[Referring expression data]
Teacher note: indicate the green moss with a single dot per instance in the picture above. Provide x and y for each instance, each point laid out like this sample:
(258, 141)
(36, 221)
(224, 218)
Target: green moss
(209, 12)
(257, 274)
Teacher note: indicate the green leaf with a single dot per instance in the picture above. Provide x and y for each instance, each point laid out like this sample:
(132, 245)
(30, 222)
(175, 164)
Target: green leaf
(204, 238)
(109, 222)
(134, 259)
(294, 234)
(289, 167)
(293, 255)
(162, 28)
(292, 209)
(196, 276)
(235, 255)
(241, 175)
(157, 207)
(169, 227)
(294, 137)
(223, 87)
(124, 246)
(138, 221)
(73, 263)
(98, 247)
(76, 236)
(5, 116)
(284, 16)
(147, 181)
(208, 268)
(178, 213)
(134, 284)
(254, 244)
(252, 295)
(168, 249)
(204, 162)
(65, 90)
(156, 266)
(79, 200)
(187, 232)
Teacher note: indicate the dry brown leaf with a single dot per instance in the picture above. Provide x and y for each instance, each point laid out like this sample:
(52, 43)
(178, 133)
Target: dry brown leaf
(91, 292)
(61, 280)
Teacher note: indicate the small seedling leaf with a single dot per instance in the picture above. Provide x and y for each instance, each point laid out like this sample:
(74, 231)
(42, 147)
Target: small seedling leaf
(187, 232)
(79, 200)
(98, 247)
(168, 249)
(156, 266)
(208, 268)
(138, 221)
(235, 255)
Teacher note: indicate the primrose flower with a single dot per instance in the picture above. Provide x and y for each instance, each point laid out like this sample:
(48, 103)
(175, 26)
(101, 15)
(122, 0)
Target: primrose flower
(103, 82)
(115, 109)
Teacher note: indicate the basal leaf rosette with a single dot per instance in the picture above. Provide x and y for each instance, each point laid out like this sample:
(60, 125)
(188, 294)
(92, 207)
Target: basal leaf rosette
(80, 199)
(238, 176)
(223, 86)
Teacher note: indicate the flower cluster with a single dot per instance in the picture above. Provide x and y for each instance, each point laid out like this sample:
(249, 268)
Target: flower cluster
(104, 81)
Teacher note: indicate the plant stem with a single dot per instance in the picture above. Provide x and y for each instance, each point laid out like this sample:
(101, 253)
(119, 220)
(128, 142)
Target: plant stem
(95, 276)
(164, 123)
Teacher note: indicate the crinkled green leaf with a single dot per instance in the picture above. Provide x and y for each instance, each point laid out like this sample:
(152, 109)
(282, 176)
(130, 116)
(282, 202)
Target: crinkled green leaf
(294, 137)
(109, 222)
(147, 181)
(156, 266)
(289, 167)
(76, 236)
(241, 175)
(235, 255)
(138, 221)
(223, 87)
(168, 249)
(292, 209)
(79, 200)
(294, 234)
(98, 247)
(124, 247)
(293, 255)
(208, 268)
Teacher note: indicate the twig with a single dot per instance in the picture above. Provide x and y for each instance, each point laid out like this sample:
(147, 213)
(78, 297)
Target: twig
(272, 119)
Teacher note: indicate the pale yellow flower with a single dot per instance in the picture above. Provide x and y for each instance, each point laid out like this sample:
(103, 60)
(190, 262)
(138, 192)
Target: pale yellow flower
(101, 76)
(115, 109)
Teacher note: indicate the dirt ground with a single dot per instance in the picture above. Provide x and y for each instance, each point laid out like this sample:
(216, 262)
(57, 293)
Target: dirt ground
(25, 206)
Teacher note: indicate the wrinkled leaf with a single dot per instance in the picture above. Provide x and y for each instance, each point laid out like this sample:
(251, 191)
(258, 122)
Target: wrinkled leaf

**Task goal:**
The answer is every line in the data where the word "wrinkled" appears.

**Exercise answer:**
Teacher note: indicate the wrinkled leaf with a single dot per instance in the picture above. Provide x and y for each instance, each point laid out like this sample:
Target: wrinkled leaf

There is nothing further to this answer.